--- start of EXCERPTED PASSAGE ---
Re: [PATCH 6/8] Support APX Push2/Pop2

public inbox for binutils@sourceware.org
 help / color / mirror / Atom feed

From: Jan Beulich <jbeulich@suse.com>
To: "Cui, Lili" <lili.cui@intel.com>
Cc: hongjiu.lu@intel.com, "Mo, Zewei" <zewei.mo@intel.com>,
	binutils@sourceware.org
Subject: Re: [PATCH 6/8] Support APX Push2/Pop2
Date: Thu, 28 Sep 2023 13:37:38 +0200	[thread overview]
Message-ID: <153e1263-bbc9-1af6-a11e-58489153d95f@suse.com> (raw)
In-Reply-To: <20230919152527.497773-7-lili.cui@intel.com>

On 19.09.2023 17:25, Cui, Lili wrote:
> --- a/gas/config/tc-i386.c
> +++ b/gas/config/tc-i386.c
> @@ -5667,6 +5667,22 @@ md_assemble (char *line)
>        i.rex &= REX_OPCODE;
>      }
>  
> +  if (i.tm.opcode_modifier.push2pop2)
--- end of EXCERPTED PASSAGE ---
Please name the source file whose diff is quoted in the mailing-list message.
--- start of STORED ROWS ---
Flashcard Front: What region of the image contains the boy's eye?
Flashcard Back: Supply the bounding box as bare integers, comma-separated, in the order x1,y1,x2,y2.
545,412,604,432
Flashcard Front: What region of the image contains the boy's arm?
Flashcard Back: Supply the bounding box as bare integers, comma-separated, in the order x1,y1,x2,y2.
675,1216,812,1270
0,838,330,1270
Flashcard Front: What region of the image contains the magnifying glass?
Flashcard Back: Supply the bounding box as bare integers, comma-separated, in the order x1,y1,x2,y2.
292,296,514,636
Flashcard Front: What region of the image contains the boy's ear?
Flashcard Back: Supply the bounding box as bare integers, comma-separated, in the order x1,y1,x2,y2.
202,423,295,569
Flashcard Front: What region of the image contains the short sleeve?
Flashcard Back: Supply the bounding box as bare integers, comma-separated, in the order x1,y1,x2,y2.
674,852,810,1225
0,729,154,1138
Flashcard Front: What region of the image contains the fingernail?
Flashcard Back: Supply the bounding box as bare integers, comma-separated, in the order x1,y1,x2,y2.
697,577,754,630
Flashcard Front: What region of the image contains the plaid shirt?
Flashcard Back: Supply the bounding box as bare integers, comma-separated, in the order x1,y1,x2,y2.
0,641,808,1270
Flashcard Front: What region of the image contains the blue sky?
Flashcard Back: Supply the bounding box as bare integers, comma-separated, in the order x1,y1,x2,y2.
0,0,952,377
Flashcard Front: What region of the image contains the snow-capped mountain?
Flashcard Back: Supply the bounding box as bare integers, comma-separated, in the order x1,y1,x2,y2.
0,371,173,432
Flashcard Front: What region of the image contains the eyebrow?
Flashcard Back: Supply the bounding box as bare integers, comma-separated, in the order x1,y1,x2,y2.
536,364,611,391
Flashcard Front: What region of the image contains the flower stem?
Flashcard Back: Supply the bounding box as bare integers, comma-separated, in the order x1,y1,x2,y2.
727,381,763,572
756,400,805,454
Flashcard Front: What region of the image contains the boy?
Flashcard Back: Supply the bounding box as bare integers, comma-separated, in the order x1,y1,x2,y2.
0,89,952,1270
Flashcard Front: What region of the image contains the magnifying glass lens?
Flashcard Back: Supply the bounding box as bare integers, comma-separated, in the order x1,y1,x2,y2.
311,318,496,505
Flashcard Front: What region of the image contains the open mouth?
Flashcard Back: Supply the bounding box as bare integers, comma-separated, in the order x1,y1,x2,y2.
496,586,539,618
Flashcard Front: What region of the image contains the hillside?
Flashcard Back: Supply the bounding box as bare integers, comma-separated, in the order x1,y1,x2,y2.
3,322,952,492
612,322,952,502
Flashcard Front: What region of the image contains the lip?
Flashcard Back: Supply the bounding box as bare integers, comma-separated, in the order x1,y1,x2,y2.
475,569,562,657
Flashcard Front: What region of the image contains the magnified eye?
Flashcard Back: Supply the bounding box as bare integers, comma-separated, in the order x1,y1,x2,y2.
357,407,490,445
--- end of STORED ROWS ---
## ANSWER TO THE PROBLEM
gas/config/tc-i386.c